A flower in a hexagon The area of the ✽ in a ⬡
This geometry problem comes from a recent math test.
The question is the following:

We have a regular hexagon with sides equal to $1$ and six circular arcs with radius equal to $1$ from each vertices of the hexagon in it creating a flower-shaped-like object. Find the area of the flower.


I tried creating an equilateral triangle by connecting the point in the center to the vertices of the boundary but was unable to proceed.
Would be thankful if you could help me out.
 A: Here's a solution that doesn't require trigonometry. The hexagon is made up of 6 "petals" and 6 "wedges" (the scooped out triangles between the petals). Call the area of a petal $p$, and the area of a wedge $w$.
What is the area enclosed by two adjacent sides of the hexagon and the arc drawn from the vertex between them? (For example, the region EFAGE). It's one third of a unit circle, and contains three petals and two wedges:
$3p + 2w = {\frac 1 3} \pi r^2 = \frac \pi 3$
What is the area of one triangle (one sixth of the hexagon)? The altitude of the triangle is $\sqrt{1 - {\frac 1 4}} = \frac{\sqrt 3}{2}$, so the area is $\frac{\sqrt 3}{4}$. The triangle is made up of two half-petals and one wedge:
$p + w = \frac{\sqrt 3}{4}$
Solving the two simultaneous equations:
$2p + 2w = \frac{\sqrt 3}{2}$
$p = \frac{\pi}{3} - \frac{\sqrt 3}{2}$
And the area of the flower is $6p = 2\pi - 3\sqrt 3$.
A: 
Shaded blue area is 
(Area of pie)-(Area of rhombus)=$\pi\cdot 1^2\cdot\frac{120}{360}-1^2\cdot\sin(120)$=$ \frac{\pi}{3}-\frac{\sqrt{3}}{2}$
And we have 6 of them, and so total area of flower is
$ 6(\frac{\pi}{3}-\frac{\sqrt{3}}{2})=2\pi-3\sqrt{3}$
A: [This answer was posted for the original version of the problem, which had essentially no information about the figure other than the picture itself]
We can't easily find the area exactly - we just don't have enough information for that. But then, what are the estimates we're looking at? (1) $\approx 3.1$. (3) $\approx 4.7$. (4) $\approx 2.5$. (5) $\approx 3.3$. (6) $\approx 1.1$.
If the area's close to $3$, we might have difficulty deciding. If it's farther away, it'll be an easy choice.

- [Requirement 1]: Reproduce the part of the hexagon-flower thread that begins at the words "A flower in" and stops after "of the flower.".
- [Requirement 2]: Carry on the thread about the flower inside a hexagon, starting after its last sentence.

- [Dataset records]:
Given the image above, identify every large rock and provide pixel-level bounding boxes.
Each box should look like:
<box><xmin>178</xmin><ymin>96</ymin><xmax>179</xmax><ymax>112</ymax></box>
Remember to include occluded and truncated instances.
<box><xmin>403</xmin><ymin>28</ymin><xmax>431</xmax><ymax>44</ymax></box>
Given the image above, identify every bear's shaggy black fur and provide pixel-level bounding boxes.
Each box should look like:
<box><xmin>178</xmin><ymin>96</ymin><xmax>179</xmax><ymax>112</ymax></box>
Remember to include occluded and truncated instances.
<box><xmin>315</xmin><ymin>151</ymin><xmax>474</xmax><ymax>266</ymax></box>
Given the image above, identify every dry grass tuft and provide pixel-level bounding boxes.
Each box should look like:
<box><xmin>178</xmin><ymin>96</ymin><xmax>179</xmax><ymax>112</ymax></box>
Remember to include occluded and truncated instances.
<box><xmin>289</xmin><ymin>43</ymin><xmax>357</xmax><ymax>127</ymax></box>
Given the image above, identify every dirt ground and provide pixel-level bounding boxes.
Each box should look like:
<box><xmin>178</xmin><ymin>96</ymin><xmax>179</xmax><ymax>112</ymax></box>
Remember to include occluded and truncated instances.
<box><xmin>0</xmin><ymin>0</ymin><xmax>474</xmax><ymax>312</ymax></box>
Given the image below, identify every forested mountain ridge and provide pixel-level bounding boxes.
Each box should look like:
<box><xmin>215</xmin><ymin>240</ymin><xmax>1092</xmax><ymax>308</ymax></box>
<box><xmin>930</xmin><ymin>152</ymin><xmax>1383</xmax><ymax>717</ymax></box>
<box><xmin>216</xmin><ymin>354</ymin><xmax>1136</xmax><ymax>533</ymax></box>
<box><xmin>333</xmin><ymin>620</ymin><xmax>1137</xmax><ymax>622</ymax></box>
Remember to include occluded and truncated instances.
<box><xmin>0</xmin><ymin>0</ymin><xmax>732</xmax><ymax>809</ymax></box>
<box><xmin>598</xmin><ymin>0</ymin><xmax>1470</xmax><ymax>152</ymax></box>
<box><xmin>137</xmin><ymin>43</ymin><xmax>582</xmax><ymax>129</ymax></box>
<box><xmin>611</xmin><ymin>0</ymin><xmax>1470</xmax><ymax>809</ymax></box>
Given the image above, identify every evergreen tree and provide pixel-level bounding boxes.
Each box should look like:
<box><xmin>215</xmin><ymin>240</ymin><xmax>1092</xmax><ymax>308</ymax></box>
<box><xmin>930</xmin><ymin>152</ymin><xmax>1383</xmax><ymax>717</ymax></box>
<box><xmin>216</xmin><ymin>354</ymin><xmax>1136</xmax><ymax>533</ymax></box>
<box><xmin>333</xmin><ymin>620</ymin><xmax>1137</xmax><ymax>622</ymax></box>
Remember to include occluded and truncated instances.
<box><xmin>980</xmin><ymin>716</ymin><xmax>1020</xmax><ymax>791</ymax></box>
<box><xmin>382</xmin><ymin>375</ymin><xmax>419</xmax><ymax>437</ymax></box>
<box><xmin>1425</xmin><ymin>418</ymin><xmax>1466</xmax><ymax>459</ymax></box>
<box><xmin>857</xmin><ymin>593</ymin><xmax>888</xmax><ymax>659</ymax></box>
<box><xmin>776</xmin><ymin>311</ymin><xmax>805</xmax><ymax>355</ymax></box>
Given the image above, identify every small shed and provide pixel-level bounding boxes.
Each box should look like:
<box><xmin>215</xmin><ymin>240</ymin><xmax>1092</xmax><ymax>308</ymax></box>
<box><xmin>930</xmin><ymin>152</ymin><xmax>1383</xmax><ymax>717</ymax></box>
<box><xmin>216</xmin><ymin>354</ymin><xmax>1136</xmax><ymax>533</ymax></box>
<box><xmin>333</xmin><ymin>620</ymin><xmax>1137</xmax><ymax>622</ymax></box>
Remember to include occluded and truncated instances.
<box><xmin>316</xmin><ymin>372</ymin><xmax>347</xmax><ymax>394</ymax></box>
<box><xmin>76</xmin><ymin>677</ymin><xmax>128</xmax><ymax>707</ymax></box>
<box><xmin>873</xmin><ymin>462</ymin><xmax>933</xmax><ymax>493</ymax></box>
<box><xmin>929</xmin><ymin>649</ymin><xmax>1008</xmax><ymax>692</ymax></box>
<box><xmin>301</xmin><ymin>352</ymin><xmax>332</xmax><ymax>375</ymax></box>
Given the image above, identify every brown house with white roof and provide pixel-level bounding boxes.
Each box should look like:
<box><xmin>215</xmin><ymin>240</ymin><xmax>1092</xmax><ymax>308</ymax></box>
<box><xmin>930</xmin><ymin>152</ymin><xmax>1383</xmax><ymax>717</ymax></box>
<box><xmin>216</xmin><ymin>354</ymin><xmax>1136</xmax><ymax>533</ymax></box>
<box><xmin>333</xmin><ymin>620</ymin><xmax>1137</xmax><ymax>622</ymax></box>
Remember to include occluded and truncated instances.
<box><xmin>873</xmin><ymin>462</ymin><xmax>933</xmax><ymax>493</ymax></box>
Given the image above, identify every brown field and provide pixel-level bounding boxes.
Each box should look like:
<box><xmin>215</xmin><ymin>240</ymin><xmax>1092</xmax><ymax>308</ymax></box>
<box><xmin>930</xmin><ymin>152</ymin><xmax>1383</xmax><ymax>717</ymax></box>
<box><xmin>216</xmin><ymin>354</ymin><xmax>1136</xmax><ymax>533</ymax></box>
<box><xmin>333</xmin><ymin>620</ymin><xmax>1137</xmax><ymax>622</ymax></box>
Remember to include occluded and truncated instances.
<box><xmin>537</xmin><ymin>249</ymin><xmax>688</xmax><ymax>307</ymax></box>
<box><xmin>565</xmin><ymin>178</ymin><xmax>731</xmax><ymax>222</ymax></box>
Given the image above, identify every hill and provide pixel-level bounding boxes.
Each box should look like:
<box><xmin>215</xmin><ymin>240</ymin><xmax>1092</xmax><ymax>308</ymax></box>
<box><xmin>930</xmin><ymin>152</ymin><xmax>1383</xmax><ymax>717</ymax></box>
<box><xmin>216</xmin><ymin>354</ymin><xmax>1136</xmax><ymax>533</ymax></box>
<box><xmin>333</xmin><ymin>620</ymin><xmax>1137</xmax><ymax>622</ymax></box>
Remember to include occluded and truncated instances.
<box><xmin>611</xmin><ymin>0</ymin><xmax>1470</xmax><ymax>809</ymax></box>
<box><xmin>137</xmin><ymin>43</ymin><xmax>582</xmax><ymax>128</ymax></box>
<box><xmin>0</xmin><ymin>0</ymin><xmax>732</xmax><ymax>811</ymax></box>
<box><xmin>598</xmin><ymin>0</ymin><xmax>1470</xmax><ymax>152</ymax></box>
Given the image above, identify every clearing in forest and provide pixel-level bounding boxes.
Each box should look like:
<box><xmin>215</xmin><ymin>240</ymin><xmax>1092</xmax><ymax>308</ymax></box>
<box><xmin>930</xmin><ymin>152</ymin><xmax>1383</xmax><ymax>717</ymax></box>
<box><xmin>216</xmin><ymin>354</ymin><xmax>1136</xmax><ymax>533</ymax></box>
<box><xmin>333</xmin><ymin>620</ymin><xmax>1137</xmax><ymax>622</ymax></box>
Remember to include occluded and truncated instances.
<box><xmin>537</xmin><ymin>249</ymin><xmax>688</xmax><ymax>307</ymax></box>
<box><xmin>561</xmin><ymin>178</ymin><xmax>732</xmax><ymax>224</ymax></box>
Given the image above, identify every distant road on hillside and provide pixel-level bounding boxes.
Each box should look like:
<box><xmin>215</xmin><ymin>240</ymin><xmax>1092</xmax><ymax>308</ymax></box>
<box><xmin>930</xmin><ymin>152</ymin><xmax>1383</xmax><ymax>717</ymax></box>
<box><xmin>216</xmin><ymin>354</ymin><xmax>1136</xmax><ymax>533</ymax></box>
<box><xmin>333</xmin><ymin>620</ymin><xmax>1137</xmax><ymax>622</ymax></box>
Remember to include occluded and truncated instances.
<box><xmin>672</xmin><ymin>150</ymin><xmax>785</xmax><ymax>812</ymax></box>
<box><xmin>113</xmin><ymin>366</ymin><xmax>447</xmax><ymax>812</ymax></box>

- [Expected output 1]:
A flower in a hexagon The area of the ✽ in a ⬡
This geometry problem comes from a recent math test.
The question is the following:

We have a regular hexagon with sides equal to $1$ and six circular arcs with radius equal to $1$ from each vertices of the hexagon in it creating a flower-shaped-like object. Find the area of the flower.

- [Expected output 2]:
Now, what's the area of the hexagon? That's something we can calculate exactly; an equilateral triangle of side $1$ has area $\frac{\sqrt{3}}{4}$, and the hexagon is six of those stuck together for a total area of $\frac32\sqrt{3}\approx 2.6$. The flower is clearly much less than that. Only one of the answers is plausible. It has to be (6), $2\pi-3\sqrt{3}$.
And, reverse-engineering from the answer... the curves that define the "petals" are the six circles centered at the vertices of the hexagon with radius $1$. That bit about "five ellipses" is just wrong.
A: Assuming those are circular arcs and not "ellipses", you can indeed find the area exactly.

The "flower" has six "petals" Each of those petals has axial symmetry and can be divided into two halves. Each of those halves is the segment subtending a central angle of $\frac{\pi}{3}$ (radian measure) of a circle of radius $1$.
The area of one such segment is $\frac 12 r^2(\theta - \sin\theta) = \frac 12(\frac{\pi}{3} - \frac{\sqrt{3}}{2})$.
There are $12$ such segments, yielding the total area of the "flower" as $2\pi - 3\sqrt 3$.
A: Here's another way of looking at it.  Imagine taking two circles of radius 1 and cutting them into thirds.  Arrange them so that the six 120° angles you have (one from each wedge) form the corners of the hexagon.
Every point in one of the "petals" is covered by three of these wedges.  Every point in the hexagon that's not in one of the petals is covered by two of these wedges.  The total area covered by the six wedges is therefore twice the area of the total hexagon plus the area of the petals;  or, in other words, the area of the petals is the area of two unit circles minus twice the area of the hexagon.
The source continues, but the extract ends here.